[start PROVIDED DATA]

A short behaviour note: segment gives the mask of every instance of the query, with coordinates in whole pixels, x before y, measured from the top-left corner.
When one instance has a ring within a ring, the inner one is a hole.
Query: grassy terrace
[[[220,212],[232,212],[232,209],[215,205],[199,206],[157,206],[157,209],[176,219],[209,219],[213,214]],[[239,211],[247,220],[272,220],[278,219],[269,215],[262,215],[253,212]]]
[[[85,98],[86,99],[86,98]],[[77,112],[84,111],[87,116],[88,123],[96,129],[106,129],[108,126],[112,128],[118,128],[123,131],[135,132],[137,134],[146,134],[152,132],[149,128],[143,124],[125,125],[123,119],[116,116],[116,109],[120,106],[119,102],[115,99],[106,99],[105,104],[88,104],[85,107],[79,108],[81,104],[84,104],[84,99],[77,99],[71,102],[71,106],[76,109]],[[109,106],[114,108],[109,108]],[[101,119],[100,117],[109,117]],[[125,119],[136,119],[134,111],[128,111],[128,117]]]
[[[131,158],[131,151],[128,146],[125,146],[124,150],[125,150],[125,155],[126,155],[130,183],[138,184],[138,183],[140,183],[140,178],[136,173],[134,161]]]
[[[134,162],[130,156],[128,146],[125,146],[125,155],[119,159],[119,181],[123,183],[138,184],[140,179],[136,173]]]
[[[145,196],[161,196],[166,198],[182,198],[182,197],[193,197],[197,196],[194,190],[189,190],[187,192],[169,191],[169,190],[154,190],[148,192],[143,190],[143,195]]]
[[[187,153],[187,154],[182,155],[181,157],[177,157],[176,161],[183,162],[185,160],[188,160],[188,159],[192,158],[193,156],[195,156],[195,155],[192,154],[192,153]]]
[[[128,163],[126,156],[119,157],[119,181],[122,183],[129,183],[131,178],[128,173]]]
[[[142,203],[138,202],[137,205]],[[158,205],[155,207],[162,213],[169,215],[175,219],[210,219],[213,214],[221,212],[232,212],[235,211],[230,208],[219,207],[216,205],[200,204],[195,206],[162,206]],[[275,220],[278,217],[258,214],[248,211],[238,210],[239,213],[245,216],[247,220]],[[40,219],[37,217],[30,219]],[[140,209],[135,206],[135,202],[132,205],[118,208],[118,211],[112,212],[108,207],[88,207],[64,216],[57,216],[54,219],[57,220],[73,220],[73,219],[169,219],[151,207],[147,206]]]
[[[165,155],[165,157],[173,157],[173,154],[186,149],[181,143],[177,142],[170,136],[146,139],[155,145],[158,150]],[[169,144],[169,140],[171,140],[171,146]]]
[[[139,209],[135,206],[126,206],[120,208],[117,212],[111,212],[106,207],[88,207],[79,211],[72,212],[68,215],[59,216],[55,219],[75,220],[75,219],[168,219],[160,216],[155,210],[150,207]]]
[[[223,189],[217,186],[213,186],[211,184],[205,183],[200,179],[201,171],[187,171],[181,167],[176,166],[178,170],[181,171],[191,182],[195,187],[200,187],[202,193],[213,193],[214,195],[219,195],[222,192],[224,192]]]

[end PROVIDED DATA]

→ EXERCISE OBJECTIVE: Reproduce every line of the listing above, character for character, from the opening note through the last set of coordinates.

→ RESULT:
A short behaviour note: segment gives the mask of every instance of the query, with coordinates in whole pixels, x before y, measured from the top-left corner.
When one instance has a ring within a ring, the inner one is a hole.
Query: grassy terrace
[[[220,212],[232,212],[232,209],[215,205],[199,206],[157,206],[157,209],[176,219],[209,219],[213,214]],[[239,211],[247,220],[272,220],[278,219],[269,215],[262,215],[253,212]]]
[[[85,98],[86,99],[86,98]],[[77,112],[84,111],[87,116],[88,123],[96,129],[106,129],[108,126],[112,128],[118,128],[123,131],[135,132],[137,134],[146,134],[152,132],[149,128],[143,124],[125,125],[123,119],[116,116],[116,109],[120,106],[119,102],[115,99],[106,99],[105,104],[88,104],[85,107],[79,108],[81,104],[84,104],[84,99],[77,99],[71,102],[71,106],[76,109]],[[109,106],[114,108],[109,108]],[[101,119],[100,117],[109,117]],[[125,119],[136,119],[134,111],[128,111],[128,117]]]
[[[131,158],[131,151],[128,146],[125,146],[124,150],[125,150],[125,155],[126,155],[130,183],[138,184],[138,183],[140,183],[140,178],[136,173],[134,161]]]
[[[134,162],[130,156],[128,146],[125,146],[125,155],[119,159],[119,181],[123,183],[138,184],[140,179],[136,173]]]
[[[145,196],[161,196],[166,198],[182,198],[182,197],[193,197],[197,196],[194,190],[189,190],[187,192],[169,191],[169,190],[154,190],[148,192],[143,190],[143,195]]]
[[[187,153],[187,154],[182,155],[181,157],[177,157],[176,161],[183,162],[185,160],[188,160],[188,159],[192,158],[193,156],[195,156],[195,155],[192,154],[192,153]]]
[[[128,163],[126,156],[119,157],[119,181],[122,183],[129,183],[131,178],[128,173]]]
[[[142,203],[138,202],[137,205]],[[158,205],[155,207],[162,213],[169,215],[175,219],[210,219],[213,214],[221,212],[232,212],[235,211],[230,208],[219,207],[216,205],[200,204],[195,206],[162,206]],[[275,220],[278,217],[258,214],[248,211],[238,210],[239,213],[245,216],[247,220]],[[40,219],[37,217],[30,219]],[[140,209],[135,206],[135,202],[132,205],[118,208],[118,211],[112,212],[108,207],[88,207],[64,216],[57,216],[54,219],[57,220],[73,220],[73,219],[169,219],[151,207],[147,206]]]
[[[165,155],[165,157],[173,157],[173,154],[186,149],[181,143],[177,142],[170,136],[146,139],[155,145],[158,150]],[[169,144],[169,140],[171,140],[171,146]]]
[[[139,209],[135,206],[126,206],[120,208],[117,212],[111,212],[106,207],[88,207],[79,211],[72,212],[68,215],[59,216],[55,219],[75,220],[75,219],[168,219],[160,216],[155,210],[150,207]]]
[[[223,189],[217,186],[213,186],[211,184],[205,183],[200,179],[201,171],[187,171],[181,167],[176,166],[178,170],[181,171],[191,182],[195,187],[200,187],[202,193],[213,193],[214,195],[219,195],[222,192],[224,192]]]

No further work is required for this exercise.